WHAT THIS TASK INVOLVES:
Update the items below by replacing every "Query" with "Target", and reproduce all lines in full with nothing else changed.

Bounding-box records:
^^^^^^^^^^^^^^^^
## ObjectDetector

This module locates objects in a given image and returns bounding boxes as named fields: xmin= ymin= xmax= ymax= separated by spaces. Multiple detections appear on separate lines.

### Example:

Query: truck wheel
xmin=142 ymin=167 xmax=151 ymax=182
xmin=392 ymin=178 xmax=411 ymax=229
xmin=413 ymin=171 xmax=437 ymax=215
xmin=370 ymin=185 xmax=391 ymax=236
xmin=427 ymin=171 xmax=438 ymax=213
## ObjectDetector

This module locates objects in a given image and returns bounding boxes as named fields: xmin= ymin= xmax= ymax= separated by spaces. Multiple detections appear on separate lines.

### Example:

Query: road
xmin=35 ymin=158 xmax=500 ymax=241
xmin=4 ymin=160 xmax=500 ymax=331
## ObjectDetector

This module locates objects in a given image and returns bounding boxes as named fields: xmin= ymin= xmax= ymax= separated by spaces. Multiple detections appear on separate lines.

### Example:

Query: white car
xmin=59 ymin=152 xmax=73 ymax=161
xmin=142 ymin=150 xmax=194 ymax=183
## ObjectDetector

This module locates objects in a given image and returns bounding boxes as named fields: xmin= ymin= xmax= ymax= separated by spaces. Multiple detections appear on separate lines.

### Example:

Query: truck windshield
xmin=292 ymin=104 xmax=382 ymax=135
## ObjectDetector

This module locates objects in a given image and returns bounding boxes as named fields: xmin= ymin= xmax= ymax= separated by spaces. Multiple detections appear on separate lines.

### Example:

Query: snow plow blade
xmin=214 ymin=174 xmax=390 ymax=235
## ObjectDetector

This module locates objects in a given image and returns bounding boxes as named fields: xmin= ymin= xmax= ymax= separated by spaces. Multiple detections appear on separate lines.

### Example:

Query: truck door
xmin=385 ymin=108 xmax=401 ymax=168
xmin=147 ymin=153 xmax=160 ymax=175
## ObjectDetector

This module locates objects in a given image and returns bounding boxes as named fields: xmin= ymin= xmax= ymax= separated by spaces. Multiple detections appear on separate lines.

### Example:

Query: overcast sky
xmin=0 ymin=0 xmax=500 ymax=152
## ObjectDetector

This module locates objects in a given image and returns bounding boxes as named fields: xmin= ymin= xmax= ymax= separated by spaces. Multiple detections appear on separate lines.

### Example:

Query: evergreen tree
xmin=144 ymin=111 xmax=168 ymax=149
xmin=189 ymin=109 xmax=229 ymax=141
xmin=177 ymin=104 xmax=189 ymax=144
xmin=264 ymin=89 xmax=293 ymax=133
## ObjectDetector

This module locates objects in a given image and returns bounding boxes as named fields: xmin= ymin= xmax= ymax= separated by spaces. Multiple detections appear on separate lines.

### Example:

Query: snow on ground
^^^^^^^^^^^^^^^^
ANSWER FOR THIS EXERCISE:
## ObjectDetector

This module locates objects in a given image and returns bounding boxes as named fields: xmin= ymin= xmax= ymax= separated by spaces. Multiple detections appear on separate lines.

### Example:

Target: truck wheel
xmin=142 ymin=167 xmax=151 ymax=182
xmin=392 ymin=178 xmax=411 ymax=229
xmin=413 ymin=171 xmax=437 ymax=215
xmin=370 ymin=185 xmax=391 ymax=236
xmin=427 ymin=171 xmax=438 ymax=213
## ObjectDetector

This module locates objects in a given image and returns bounding boxes as named fields: xmin= ymin= xmax= ymax= separated by spaces. Multiple detections appear on separate lines.

### Example:

Target: road
xmin=35 ymin=158 xmax=500 ymax=241
xmin=4 ymin=160 xmax=500 ymax=331
## ObjectDetector

This module locates objects in a given image and returns bounding boxes as named fields: xmin= ymin= xmax= ymax= separated by spaces. Multiple detections appear on separate lines.

### Example:

Target: white car
xmin=59 ymin=152 xmax=73 ymax=161
xmin=142 ymin=150 xmax=194 ymax=183
## ObjectDetector

This module locates objects in a given image and returns bounding boxes as named fields: xmin= ymin= xmax= ymax= separated by spaces. Multiple detections appear on separate lines.

### Example:

Target: truck windshield
xmin=292 ymin=104 xmax=382 ymax=135
## ObjectDetector

This module locates objects in a given image and returns bounding boxes as named fields: xmin= ymin= xmax= ymax= separated by spaces. Multiple detections appear on separate lines.

### Example:

Target: snow plow blade
xmin=214 ymin=174 xmax=390 ymax=235
## ObjectDetector

This module locates objects in a given image and returns bounding boxes as named fields: xmin= ymin= xmax= ymax= separated by spaces. Multiple detections appear on separate lines.

### Example:

Target: truck door
xmin=385 ymin=108 xmax=401 ymax=168
xmin=147 ymin=153 xmax=160 ymax=175
## ObjectDetector

This module locates objects in a given image and returns bounding boxes as named fields: xmin= ymin= xmax= ymax= separated by spaces. Multiple detections appear on separate lines.

### Example:

Target: overcast sky
xmin=0 ymin=0 xmax=500 ymax=152
## ObjectDetector

This module locates objects in a given image and returns bounding boxes as named fields: xmin= ymin= xmax= ymax= separated by spaces. Multiple detections appear on separate lines.

### Example:

Target: evergreen tree
xmin=144 ymin=111 xmax=168 ymax=149
xmin=189 ymin=109 xmax=229 ymax=141
xmin=177 ymin=104 xmax=189 ymax=144
xmin=264 ymin=89 xmax=293 ymax=133
## ObjectDetector

This module locates objects in a given image and returns bounding boxes as named fields: xmin= ymin= xmax= ymax= separated by spaces. Multiple detections appear on separate lines.

### Example:

Target: snow on ground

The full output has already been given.